Input for this task:
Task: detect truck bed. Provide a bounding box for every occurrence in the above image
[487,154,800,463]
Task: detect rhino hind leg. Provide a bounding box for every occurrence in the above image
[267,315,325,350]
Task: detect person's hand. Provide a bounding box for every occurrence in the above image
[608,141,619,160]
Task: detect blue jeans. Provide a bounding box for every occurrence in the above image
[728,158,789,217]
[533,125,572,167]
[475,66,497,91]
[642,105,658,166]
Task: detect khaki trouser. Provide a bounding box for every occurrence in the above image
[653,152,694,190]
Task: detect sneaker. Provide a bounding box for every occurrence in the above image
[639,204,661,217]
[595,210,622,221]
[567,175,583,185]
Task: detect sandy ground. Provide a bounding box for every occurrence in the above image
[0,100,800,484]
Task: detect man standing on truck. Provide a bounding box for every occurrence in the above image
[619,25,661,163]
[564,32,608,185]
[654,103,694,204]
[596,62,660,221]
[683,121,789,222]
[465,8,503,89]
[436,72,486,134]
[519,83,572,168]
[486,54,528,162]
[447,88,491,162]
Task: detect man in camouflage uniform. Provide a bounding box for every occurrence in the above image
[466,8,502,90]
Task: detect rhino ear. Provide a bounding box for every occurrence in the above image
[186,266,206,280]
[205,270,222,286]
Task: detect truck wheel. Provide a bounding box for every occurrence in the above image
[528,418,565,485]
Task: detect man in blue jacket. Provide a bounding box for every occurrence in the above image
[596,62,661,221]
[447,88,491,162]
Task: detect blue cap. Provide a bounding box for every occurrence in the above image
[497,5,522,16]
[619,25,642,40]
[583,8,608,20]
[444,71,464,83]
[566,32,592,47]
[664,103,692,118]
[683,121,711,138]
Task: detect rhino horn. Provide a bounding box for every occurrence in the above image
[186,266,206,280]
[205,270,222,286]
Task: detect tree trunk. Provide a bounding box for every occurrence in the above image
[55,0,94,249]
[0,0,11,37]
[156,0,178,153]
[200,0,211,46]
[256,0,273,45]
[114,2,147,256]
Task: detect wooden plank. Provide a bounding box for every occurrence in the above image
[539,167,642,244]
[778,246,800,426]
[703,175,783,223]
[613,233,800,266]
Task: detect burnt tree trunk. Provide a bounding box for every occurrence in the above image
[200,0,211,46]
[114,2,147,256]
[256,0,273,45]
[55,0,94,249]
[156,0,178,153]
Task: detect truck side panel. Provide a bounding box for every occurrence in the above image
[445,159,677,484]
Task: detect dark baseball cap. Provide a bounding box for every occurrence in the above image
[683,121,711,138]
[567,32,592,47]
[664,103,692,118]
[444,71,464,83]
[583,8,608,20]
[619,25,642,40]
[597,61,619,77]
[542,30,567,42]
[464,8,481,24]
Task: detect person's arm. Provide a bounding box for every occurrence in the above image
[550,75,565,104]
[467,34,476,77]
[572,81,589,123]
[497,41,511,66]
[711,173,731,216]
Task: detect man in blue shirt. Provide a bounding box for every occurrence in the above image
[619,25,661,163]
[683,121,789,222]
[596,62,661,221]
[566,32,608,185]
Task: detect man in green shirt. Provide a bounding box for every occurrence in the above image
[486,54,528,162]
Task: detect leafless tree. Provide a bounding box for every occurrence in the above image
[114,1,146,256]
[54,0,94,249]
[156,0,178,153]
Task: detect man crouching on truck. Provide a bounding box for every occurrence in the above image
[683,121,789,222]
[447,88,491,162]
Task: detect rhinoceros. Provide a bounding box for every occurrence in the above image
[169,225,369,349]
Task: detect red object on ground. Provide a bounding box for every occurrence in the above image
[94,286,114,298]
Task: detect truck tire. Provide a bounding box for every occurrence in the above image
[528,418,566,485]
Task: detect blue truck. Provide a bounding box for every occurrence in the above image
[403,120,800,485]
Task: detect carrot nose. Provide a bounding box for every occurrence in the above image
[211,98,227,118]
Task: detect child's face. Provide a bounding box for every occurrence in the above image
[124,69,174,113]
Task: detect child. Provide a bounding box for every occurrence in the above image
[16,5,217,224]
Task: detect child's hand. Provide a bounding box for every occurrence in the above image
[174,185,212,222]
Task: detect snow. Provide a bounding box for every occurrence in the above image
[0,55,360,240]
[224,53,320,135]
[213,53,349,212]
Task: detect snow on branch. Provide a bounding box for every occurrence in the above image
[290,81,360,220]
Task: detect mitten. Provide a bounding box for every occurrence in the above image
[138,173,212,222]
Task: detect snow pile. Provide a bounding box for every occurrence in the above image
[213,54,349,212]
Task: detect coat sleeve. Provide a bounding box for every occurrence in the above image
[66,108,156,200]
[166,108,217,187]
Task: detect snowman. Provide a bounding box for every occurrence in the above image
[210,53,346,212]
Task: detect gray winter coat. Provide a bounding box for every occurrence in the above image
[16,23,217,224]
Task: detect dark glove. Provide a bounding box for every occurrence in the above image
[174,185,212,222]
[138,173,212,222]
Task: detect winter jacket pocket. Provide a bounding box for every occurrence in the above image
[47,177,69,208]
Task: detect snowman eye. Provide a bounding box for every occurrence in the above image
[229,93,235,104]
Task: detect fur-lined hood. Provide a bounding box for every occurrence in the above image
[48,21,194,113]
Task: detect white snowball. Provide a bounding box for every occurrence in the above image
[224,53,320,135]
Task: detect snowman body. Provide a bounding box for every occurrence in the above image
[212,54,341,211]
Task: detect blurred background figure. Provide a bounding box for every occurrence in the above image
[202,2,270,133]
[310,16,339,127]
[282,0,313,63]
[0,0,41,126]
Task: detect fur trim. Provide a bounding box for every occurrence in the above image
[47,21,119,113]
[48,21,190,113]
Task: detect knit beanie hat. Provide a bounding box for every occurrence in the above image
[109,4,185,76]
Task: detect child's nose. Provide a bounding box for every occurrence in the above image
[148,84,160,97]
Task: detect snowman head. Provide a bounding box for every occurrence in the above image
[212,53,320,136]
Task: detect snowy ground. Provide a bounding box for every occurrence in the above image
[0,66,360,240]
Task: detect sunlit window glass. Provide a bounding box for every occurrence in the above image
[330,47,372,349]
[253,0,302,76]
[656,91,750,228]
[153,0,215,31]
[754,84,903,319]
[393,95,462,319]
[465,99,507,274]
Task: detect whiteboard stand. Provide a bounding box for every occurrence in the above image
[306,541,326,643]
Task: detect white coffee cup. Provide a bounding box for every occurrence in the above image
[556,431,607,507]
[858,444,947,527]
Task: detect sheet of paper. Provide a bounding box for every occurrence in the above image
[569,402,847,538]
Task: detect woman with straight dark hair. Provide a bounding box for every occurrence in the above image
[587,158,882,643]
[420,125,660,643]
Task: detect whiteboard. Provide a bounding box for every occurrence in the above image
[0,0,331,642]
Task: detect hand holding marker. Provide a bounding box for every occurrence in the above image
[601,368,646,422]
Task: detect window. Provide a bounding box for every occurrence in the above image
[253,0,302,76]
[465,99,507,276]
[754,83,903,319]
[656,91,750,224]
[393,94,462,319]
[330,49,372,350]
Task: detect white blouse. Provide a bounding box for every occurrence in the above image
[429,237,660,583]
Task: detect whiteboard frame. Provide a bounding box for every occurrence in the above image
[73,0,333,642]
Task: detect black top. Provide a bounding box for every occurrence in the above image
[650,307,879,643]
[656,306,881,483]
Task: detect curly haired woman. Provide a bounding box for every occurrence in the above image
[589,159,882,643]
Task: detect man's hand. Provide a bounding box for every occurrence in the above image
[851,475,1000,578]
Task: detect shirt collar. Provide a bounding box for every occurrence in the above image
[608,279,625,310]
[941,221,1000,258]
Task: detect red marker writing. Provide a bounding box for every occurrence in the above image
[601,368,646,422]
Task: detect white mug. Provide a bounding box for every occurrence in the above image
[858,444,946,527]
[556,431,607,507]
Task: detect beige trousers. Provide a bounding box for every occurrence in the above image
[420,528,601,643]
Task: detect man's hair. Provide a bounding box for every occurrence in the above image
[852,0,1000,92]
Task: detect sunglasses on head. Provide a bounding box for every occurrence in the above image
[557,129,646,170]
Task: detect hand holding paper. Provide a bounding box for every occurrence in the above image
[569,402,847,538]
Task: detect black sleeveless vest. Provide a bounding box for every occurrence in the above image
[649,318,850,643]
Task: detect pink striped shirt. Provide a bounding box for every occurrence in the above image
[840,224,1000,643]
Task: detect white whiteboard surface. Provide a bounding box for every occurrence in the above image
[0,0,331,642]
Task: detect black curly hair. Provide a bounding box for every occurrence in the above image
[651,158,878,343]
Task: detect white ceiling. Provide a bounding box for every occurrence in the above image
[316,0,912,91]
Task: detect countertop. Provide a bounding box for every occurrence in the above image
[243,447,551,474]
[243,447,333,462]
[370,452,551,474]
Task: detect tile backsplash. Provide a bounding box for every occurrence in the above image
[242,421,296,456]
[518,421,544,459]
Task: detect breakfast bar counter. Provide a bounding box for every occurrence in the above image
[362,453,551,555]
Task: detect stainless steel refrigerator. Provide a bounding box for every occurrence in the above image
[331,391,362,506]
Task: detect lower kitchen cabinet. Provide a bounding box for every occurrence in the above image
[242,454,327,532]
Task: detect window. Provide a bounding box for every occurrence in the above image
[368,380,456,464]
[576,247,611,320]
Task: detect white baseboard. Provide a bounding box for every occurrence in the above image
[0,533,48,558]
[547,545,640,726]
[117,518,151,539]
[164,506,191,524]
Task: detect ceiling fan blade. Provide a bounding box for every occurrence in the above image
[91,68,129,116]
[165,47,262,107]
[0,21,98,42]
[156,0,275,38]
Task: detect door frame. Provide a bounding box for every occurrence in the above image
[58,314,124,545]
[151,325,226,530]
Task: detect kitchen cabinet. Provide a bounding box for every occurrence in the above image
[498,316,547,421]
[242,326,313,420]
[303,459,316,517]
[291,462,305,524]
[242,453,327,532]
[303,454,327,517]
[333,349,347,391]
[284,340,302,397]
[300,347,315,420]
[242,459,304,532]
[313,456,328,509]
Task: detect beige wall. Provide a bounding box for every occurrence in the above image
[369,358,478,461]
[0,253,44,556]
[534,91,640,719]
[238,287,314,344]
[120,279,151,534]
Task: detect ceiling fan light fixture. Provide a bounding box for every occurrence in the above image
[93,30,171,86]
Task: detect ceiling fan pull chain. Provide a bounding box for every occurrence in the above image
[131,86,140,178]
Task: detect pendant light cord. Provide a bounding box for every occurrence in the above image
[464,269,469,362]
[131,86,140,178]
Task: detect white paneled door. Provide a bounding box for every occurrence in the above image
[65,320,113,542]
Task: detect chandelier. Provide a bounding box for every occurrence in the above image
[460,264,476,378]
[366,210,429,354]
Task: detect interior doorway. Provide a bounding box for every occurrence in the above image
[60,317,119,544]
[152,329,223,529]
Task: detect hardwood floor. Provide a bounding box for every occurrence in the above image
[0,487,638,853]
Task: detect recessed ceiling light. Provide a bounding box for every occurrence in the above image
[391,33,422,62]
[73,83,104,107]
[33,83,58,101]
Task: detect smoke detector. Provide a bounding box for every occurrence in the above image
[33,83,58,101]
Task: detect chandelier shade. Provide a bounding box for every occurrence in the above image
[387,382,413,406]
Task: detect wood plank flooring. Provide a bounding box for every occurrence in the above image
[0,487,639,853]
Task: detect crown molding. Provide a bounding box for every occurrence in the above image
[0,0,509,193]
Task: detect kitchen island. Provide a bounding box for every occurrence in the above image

What is needed:
Report each line of the data above that contains the word "coat".

Answer below:
Task: detect coat sleeve. Provide a bounding box for every occurrence in the above image
Task: detect gray winter coat. Provide a bounding box for every occurrence in the above image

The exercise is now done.